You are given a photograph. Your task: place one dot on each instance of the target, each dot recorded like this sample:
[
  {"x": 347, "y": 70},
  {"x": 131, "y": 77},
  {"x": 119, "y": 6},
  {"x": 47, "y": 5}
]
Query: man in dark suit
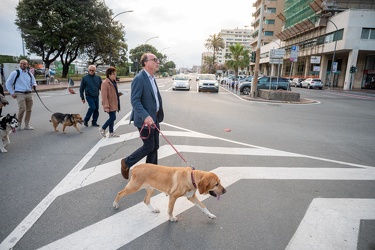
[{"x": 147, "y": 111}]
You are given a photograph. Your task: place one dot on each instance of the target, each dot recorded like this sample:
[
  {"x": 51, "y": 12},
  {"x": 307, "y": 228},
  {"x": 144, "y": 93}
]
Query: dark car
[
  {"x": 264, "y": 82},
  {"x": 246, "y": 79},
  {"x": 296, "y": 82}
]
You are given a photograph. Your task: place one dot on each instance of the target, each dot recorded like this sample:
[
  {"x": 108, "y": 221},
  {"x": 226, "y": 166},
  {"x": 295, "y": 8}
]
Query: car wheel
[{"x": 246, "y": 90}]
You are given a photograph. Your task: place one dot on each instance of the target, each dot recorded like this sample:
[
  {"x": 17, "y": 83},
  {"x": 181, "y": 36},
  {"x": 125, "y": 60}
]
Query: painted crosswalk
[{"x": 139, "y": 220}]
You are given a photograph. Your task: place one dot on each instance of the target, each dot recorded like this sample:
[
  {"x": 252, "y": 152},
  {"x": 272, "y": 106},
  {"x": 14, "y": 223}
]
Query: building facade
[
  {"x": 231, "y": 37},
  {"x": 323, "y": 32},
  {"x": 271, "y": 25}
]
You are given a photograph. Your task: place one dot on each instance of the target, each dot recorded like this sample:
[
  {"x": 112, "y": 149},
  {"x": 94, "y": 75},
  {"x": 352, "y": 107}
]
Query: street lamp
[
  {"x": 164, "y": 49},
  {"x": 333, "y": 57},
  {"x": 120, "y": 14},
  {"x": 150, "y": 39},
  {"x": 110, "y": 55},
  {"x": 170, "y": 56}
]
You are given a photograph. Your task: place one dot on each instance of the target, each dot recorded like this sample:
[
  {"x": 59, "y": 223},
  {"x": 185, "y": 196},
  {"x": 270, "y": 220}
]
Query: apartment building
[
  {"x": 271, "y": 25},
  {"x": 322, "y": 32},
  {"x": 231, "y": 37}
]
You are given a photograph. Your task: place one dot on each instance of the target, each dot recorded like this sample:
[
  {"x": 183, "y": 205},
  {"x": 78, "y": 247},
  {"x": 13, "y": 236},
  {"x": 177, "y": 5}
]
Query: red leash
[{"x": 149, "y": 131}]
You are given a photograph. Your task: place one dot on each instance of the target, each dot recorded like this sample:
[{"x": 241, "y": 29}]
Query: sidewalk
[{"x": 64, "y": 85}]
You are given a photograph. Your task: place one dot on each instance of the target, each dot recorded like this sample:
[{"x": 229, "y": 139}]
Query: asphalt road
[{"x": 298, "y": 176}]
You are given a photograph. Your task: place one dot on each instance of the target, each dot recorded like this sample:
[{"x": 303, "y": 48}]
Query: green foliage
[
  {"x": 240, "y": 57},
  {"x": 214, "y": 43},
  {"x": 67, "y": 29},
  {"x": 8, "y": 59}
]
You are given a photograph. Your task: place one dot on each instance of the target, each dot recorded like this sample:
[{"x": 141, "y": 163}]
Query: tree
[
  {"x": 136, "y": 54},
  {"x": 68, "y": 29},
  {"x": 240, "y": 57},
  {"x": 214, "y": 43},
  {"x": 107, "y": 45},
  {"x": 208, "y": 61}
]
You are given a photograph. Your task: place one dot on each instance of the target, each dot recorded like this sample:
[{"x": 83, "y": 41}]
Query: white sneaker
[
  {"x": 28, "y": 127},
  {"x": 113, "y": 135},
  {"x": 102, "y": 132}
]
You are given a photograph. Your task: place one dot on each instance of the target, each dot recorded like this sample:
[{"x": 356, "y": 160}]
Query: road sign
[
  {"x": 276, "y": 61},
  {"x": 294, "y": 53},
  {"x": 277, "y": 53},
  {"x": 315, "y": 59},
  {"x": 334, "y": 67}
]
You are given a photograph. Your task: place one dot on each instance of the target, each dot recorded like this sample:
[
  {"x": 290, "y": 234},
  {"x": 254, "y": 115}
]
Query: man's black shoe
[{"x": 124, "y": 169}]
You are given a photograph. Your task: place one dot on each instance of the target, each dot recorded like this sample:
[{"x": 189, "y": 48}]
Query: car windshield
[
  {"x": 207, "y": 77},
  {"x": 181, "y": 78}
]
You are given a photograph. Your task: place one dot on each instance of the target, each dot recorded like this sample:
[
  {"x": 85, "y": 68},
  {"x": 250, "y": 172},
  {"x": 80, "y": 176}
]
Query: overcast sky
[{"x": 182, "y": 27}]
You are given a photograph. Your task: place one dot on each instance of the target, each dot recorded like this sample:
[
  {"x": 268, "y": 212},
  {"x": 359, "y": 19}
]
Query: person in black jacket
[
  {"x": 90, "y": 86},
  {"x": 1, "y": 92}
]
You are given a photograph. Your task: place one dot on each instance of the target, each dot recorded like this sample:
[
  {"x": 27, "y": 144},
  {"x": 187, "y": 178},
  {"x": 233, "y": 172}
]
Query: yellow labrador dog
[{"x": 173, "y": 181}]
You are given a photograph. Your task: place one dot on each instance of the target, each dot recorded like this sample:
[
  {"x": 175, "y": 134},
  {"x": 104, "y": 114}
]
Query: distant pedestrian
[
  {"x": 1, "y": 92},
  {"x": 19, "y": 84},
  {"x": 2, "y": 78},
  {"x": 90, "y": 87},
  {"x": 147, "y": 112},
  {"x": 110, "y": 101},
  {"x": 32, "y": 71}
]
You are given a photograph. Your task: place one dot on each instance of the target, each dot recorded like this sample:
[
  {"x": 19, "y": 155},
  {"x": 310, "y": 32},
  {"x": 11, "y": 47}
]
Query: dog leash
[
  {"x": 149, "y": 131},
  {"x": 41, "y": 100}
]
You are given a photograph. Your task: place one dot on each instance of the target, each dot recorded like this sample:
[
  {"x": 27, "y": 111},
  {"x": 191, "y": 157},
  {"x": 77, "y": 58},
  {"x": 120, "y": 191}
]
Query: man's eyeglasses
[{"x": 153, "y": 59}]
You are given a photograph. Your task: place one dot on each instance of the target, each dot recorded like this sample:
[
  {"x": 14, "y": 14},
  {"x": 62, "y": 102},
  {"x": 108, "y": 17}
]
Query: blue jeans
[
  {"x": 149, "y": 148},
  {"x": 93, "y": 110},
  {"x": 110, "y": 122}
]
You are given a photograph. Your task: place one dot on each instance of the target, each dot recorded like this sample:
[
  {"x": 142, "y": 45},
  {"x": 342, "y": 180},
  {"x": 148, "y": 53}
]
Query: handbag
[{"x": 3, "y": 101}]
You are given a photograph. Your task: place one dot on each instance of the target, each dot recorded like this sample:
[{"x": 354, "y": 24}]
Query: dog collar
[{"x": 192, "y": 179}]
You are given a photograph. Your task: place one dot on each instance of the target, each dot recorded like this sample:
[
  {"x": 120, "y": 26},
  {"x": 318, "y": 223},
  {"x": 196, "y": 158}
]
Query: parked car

--

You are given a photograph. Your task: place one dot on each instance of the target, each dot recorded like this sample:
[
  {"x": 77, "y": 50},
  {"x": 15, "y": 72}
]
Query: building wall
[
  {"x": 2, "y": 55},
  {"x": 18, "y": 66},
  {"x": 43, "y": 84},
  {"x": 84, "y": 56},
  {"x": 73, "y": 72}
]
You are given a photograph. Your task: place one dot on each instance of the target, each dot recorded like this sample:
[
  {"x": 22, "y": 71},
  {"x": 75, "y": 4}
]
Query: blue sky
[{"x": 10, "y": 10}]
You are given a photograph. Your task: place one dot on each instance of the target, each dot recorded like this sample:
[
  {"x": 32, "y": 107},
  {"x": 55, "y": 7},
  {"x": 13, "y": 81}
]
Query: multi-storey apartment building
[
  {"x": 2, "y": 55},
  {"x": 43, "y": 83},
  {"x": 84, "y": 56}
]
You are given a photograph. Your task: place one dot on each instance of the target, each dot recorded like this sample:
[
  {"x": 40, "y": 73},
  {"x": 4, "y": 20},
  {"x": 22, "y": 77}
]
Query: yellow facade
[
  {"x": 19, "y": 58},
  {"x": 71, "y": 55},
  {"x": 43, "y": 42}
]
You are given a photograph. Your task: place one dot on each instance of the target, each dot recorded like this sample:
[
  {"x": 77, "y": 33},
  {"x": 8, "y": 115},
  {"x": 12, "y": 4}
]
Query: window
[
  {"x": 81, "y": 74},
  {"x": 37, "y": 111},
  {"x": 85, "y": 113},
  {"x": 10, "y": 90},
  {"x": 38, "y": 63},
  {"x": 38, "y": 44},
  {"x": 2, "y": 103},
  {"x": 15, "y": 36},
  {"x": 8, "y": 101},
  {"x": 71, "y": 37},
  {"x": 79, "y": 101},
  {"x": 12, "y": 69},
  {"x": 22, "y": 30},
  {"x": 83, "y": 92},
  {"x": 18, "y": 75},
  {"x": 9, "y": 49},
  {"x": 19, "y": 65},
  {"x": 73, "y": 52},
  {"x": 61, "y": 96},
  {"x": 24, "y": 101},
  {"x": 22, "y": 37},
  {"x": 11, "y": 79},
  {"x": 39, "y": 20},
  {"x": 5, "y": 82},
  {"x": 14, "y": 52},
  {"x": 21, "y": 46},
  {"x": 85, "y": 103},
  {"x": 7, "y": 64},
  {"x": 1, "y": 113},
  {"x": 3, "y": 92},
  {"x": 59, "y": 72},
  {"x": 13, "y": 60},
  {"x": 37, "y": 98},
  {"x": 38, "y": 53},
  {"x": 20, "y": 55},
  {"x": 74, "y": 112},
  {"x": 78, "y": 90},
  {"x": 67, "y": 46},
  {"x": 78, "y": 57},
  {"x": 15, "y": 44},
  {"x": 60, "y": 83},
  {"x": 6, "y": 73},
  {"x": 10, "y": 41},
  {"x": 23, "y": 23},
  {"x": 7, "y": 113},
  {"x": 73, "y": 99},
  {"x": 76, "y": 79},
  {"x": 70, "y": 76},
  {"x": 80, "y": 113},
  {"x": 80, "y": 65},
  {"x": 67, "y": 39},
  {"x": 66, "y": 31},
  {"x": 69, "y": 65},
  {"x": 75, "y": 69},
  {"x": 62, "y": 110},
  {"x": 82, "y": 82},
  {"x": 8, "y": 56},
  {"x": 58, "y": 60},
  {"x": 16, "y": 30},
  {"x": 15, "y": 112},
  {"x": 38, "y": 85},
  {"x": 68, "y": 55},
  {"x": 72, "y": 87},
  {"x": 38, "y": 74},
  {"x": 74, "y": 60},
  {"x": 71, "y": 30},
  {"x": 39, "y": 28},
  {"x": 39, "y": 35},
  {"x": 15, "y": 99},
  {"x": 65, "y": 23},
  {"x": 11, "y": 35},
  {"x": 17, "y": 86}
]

--

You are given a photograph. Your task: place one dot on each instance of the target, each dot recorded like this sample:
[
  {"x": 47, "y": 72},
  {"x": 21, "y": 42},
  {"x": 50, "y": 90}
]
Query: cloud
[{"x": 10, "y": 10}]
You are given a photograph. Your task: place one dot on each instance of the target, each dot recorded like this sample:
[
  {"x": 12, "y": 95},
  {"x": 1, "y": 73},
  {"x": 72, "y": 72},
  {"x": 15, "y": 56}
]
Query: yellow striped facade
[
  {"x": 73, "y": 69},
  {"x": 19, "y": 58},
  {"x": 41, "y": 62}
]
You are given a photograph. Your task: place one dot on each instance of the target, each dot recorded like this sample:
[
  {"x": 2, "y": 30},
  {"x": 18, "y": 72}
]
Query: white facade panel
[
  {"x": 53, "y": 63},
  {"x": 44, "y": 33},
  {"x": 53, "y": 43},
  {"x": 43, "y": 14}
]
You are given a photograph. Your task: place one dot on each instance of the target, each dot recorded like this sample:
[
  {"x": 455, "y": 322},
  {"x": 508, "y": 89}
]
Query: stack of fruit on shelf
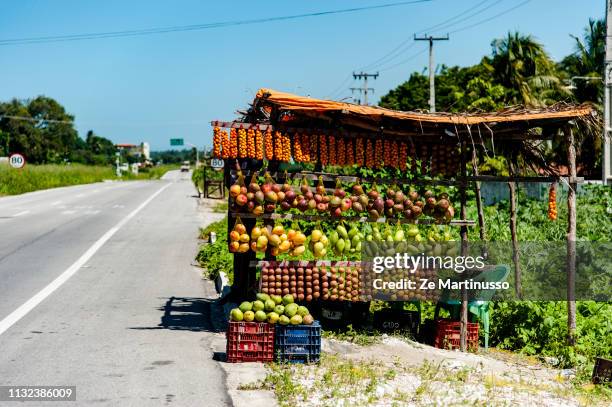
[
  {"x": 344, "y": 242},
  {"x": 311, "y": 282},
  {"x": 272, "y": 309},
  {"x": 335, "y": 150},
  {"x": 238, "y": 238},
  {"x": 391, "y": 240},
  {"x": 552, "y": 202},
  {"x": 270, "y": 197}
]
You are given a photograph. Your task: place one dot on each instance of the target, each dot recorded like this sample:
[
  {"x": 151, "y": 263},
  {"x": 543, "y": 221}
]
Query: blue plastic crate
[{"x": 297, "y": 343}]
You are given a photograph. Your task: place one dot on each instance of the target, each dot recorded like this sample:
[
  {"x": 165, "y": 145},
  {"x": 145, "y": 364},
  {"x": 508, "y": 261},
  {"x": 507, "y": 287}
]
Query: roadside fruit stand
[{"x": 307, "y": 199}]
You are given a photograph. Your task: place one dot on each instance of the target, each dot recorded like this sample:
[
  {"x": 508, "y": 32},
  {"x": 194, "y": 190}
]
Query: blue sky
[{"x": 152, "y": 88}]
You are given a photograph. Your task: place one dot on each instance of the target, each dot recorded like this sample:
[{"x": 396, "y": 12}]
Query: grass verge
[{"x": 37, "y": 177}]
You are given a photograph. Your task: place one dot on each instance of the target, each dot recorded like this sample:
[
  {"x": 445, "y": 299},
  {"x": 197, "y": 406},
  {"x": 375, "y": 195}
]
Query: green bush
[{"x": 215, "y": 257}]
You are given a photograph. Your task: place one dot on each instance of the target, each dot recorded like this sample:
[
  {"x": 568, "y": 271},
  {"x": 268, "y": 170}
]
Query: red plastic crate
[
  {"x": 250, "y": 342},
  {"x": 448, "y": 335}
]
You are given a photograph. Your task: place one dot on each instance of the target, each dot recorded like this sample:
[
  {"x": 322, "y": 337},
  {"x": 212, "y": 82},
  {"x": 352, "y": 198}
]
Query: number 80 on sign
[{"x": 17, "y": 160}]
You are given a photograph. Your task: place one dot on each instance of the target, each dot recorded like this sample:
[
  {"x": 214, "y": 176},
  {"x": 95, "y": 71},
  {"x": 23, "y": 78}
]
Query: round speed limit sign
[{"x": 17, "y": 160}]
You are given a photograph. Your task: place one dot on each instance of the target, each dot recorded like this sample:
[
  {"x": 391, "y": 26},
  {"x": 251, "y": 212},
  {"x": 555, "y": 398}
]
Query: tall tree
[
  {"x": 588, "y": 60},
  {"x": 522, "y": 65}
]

■ Required work
Find every line in the records above that contains the word "green", matching case exactly, and copy each of those lines.

■ Written answer
Query: green foliage
Query: green bush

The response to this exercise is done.